*Exercise requirements*. Print verbatim the lines of the entries from the one containing "Query: gray cloud" to the last, inclusive, and no others.

*Dataset records*.
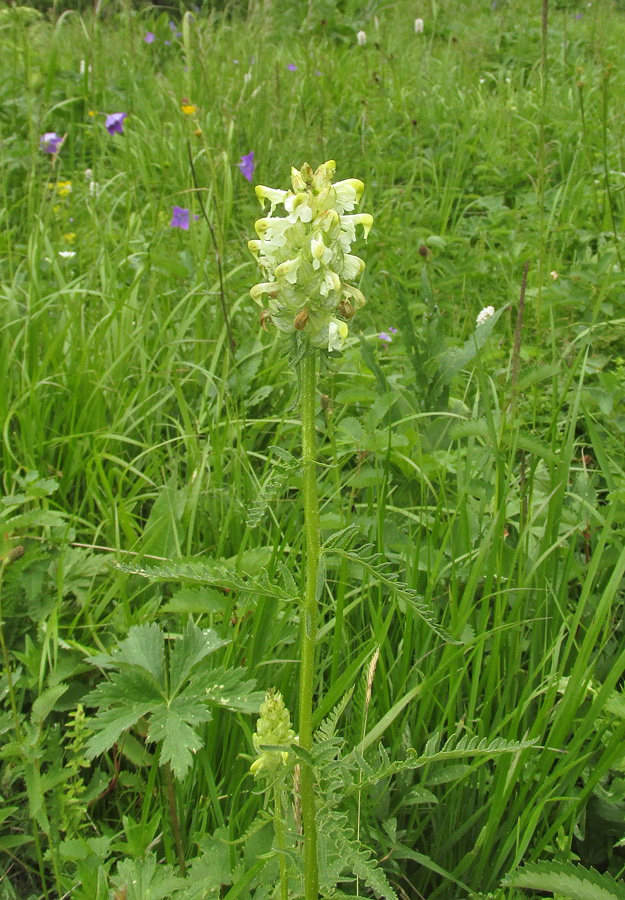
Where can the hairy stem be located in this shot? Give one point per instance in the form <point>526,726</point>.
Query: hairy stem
<point>277,824</point>
<point>309,619</point>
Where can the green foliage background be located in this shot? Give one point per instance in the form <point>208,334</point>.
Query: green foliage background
<point>488,470</point>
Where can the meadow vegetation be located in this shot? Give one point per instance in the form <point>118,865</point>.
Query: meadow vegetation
<point>468,712</point>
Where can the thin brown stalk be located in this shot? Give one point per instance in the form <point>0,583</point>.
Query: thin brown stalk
<point>222,291</point>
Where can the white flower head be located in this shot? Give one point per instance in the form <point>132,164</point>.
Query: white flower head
<point>305,256</point>
<point>485,314</point>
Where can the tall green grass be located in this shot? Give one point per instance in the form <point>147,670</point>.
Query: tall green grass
<point>499,499</point>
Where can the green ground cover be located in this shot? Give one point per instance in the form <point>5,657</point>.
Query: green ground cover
<point>147,417</point>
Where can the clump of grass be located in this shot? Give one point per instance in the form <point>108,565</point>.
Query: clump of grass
<point>494,490</point>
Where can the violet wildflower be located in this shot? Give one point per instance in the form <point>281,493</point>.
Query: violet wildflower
<point>485,314</point>
<point>115,123</point>
<point>50,142</point>
<point>180,218</point>
<point>247,166</point>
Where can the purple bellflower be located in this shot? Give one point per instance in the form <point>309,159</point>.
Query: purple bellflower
<point>50,142</point>
<point>115,123</point>
<point>247,166</point>
<point>180,218</point>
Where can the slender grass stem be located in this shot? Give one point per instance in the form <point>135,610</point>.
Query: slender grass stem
<point>308,378</point>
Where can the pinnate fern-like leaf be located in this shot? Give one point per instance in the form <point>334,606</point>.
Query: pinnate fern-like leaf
<point>336,831</point>
<point>465,747</point>
<point>327,729</point>
<point>174,706</point>
<point>218,575</point>
<point>381,570</point>
<point>568,880</point>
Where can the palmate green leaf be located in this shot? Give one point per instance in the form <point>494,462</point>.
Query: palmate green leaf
<point>147,879</point>
<point>110,724</point>
<point>379,568</point>
<point>568,880</point>
<point>187,652</point>
<point>225,687</point>
<point>143,648</point>
<point>174,726</point>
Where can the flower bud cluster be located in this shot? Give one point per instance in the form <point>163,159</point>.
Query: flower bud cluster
<point>273,728</point>
<point>305,256</point>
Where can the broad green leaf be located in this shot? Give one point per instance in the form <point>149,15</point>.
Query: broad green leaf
<point>145,879</point>
<point>45,702</point>
<point>144,647</point>
<point>111,724</point>
<point>173,725</point>
<point>224,687</point>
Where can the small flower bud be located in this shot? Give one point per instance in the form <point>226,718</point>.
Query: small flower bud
<point>301,320</point>
<point>273,728</point>
<point>14,554</point>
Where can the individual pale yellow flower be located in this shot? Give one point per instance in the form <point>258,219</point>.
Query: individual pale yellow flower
<point>305,256</point>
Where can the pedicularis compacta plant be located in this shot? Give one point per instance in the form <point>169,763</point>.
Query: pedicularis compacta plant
<point>305,257</point>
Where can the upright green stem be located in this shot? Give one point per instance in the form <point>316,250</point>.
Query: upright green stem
<point>308,376</point>
<point>277,821</point>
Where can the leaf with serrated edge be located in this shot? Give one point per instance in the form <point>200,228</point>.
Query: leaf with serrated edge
<point>187,652</point>
<point>569,880</point>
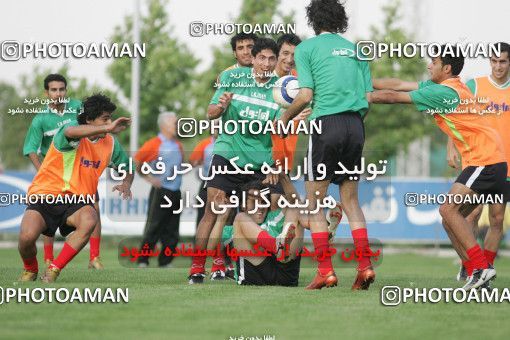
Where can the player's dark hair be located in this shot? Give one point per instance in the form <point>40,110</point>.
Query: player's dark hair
<point>288,38</point>
<point>327,16</point>
<point>264,44</point>
<point>504,47</point>
<point>94,106</point>
<point>53,77</point>
<point>242,36</point>
<point>451,57</point>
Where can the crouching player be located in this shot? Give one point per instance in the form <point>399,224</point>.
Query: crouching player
<point>71,169</point>
<point>278,232</point>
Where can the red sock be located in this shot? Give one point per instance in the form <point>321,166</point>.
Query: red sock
<point>31,264</point>
<point>489,256</point>
<point>198,265</point>
<point>360,238</point>
<point>468,266</point>
<point>48,252</point>
<point>94,247</point>
<point>477,258</point>
<point>321,244</point>
<point>65,256</point>
<point>218,262</point>
<point>267,241</point>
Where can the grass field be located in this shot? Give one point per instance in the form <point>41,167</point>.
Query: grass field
<point>163,306</point>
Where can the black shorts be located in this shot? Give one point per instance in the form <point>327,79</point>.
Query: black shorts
<point>55,216</point>
<point>269,273</point>
<point>486,180</point>
<point>341,140</point>
<point>229,183</point>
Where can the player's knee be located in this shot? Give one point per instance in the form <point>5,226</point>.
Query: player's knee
<point>208,219</point>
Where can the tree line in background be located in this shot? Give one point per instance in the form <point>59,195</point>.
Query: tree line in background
<point>169,81</point>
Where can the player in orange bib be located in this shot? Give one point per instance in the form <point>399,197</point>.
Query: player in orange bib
<point>483,161</point>
<point>495,89</point>
<point>68,177</point>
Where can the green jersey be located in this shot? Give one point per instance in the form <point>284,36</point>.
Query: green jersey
<point>435,97</point>
<point>44,126</point>
<point>251,101</point>
<point>328,65</point>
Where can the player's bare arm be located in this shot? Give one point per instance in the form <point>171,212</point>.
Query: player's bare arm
<point>303,98</point>
<point>389,97</point>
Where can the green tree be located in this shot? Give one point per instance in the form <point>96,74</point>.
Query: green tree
<point>165,73</point>
<point>391,127</point>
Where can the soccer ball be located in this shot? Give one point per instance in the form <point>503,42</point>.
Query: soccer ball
<point>285,90</point>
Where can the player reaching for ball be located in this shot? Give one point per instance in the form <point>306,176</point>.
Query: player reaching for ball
<point>75,160</point>
<point>484,163</point>
<point>331,75</point>
<point>61,111</point>
<point>496,89</point>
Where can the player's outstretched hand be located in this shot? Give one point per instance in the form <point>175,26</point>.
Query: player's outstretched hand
<point>119,124</point>
<point>124,190</point>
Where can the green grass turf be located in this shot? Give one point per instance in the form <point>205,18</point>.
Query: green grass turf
<point>163,306</point>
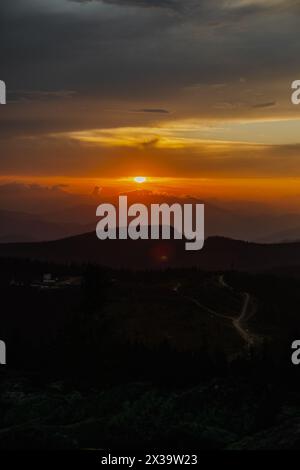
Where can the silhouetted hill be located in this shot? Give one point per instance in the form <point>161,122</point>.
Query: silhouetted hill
<point>218,253</point>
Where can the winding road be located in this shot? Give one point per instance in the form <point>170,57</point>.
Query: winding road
<point>248,309</point>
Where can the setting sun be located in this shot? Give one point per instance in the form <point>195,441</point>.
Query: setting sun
<point>140,179</point>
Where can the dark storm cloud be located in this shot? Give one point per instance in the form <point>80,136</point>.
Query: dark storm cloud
<point>173,4</point>
<point>105,50</point>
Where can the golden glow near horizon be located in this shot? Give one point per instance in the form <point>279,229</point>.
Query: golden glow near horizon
<point>140,179</point>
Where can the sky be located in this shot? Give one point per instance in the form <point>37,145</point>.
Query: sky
<point>193,94</point>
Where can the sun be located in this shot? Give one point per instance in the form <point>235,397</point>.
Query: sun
<point>140,179</point>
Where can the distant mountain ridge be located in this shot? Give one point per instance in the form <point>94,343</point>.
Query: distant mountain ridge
<point>219,253</point>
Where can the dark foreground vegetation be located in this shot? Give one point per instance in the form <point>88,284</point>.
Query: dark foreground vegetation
<point>125,360</point>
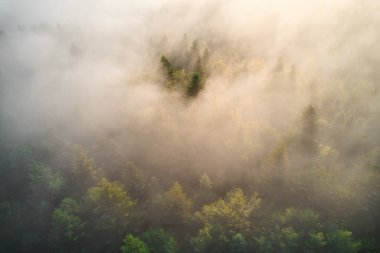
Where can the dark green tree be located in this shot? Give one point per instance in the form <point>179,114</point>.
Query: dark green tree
<point>132,244</point>
<point>160,241</point>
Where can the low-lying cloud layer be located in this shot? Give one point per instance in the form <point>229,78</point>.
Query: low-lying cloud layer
<point>84,70</point>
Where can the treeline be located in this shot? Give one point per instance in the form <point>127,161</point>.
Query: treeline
<point>301,196</point>
<point>81,207</point>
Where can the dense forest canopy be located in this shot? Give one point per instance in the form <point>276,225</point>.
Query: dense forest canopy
<point>189,126</point>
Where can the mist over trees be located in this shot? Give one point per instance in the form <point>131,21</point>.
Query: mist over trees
<point>203,126</point>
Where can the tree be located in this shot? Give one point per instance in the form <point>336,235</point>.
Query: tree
<point>159,241</point>
<point>294,230</point>
<point>194,86</point>
<point>68,226</point>
<point>341,241</point>
<point>309,130</point>
<point>134,180</point>
<point>110,204</point>
<point>83,174</point>
<point>132,244</point>
<point>223,220</point>
<point>172,209</point>
<point>109,210</point>
<point>44,182</point>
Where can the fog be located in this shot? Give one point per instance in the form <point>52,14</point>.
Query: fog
<point>77,71</point>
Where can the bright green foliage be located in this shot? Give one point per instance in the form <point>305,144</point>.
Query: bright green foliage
<point>68,227</point>
<point>170,71</point>
<point>238,244</point>
<point>110,204</point>
<point>159,241</point>
<point>341,241</point>
<point>223,220</point>
<point>294,230</point>
<point>232,214</point>
<point>173,208</point>
<point>132,244</point>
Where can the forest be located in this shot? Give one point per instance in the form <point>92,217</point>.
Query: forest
<point>178,127</point>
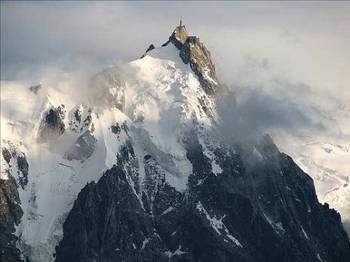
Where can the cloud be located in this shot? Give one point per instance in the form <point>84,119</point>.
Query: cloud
<point>285,63</point>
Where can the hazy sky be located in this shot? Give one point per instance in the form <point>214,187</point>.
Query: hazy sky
<point>304,41</point>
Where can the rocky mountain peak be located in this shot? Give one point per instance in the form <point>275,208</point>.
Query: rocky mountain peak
<point>194,52</point>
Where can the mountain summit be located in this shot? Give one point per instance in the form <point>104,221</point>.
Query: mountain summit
<point>137,171</point>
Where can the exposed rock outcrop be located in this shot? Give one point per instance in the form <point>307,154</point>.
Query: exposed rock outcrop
<point>52,125</point>
<point>262,207</point>
<point>194,52</point>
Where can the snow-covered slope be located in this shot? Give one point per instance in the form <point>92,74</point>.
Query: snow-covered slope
<point>329,165</point>
<point>159,104</point>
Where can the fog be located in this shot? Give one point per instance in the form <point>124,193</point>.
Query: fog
<point>285,63</point>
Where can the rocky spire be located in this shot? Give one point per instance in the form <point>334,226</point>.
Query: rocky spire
<point>195,53</point>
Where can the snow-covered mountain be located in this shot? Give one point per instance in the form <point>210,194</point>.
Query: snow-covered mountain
<point>134,169</point>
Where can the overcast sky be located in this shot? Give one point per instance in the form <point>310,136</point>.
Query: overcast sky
<point>288,62</point>
<point>305,41</point>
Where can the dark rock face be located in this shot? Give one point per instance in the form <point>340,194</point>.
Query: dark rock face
<point>52,125</point>
<point>262,207</point>
<point>83,147</point>
<point>35,88</point>
<point>194,52</point>
<point>150,48</point>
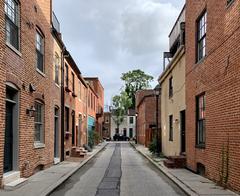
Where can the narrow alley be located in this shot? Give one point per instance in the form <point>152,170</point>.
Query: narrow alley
<point>118,170</point>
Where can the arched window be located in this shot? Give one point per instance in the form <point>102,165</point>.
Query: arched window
<point>12,23</point>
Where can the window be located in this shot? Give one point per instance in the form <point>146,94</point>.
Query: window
<point>201,36</point>
<point>73,83</point>
<point>201,100</point>
<point>40,51</point>
<point>66,124</point>
<point>131,120</point>
<point>171,128</point>
<point>79,90</point>
<point>12,23</point>
<point>57,65</point>
<point>130,132</point>
<point>229,2</point>
<point>170,87</point>
<point>66,75</point>
<point>39,122</point>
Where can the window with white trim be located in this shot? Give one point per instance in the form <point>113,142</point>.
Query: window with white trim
<point>12,23</point>
<point>39,122</point>
<point>201,36</point>
<point>40,51</point>
<point>57,66</point>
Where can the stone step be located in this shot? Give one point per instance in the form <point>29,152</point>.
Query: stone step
<point>176,161</point>
<point>169,164</point>
<point>10,176</point>
<point>15,184</point>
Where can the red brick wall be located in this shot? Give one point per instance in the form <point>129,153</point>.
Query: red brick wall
<point>218,76</point>
<point>2,85</point>
<point>146,109</point>
<point>21,71</point>
<point>99,102</point>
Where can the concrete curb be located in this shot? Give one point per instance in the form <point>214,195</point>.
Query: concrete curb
<point>186,189</point>
<point>50,189</point>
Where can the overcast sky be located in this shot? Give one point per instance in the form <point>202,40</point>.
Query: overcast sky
<point>109,37</point>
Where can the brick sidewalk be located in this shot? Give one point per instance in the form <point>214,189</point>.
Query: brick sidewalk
<point>44,182</point>
<point>190,182</point>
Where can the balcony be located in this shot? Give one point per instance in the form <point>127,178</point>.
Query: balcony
<point>55,22</point>
<point>176,36</point>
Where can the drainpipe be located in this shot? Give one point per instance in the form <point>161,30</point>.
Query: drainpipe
<point>62,103</point>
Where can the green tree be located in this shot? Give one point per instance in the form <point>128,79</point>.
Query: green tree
<point>135,80</point>
<point>120,103</point>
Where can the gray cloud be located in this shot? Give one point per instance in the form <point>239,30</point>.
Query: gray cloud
<point>108,37</point>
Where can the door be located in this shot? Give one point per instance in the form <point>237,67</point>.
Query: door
<point>125,132</point>
<point>183,131</point>
<point>8,146</point>
<point>56,132</point>
<point>130,132</point>
<point>73,128</point>
<point>79,129</point>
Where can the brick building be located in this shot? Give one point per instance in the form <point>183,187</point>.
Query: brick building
<point>106,132</point>
<point>58,50</point>
<point>172,82</point>
<point>146,116</point>
<point>91,112</point>
<point>98,89</point>
<point>213,89</point>
<point>75,115</point>
<point>27,127</point>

*Reply to the task*.
Query: gray cloud
<point>108,37</point>
Where can the door be located in this shot? Give one point per instance in the form <point>237,67</point>.
Query: door
<point>125,132</point>
<point>183,131</point>
<point>8,146</point>
<point>56,132</point>
<point>130,132</point>
<point>73,128</point>
<point>79,129</point>
Where can the brick building be located in this shot? Give one point per instance in the form <point>183,187</point>.
Query: brick building
<point>106,132</point>
<point>58,50</point>
<point>172,82</point>
<point>146,116</point>
<point>91,112</point>
<point>98,89</point>
<point>213,89</point>
<point>75,115</point>
<point>27,127</point>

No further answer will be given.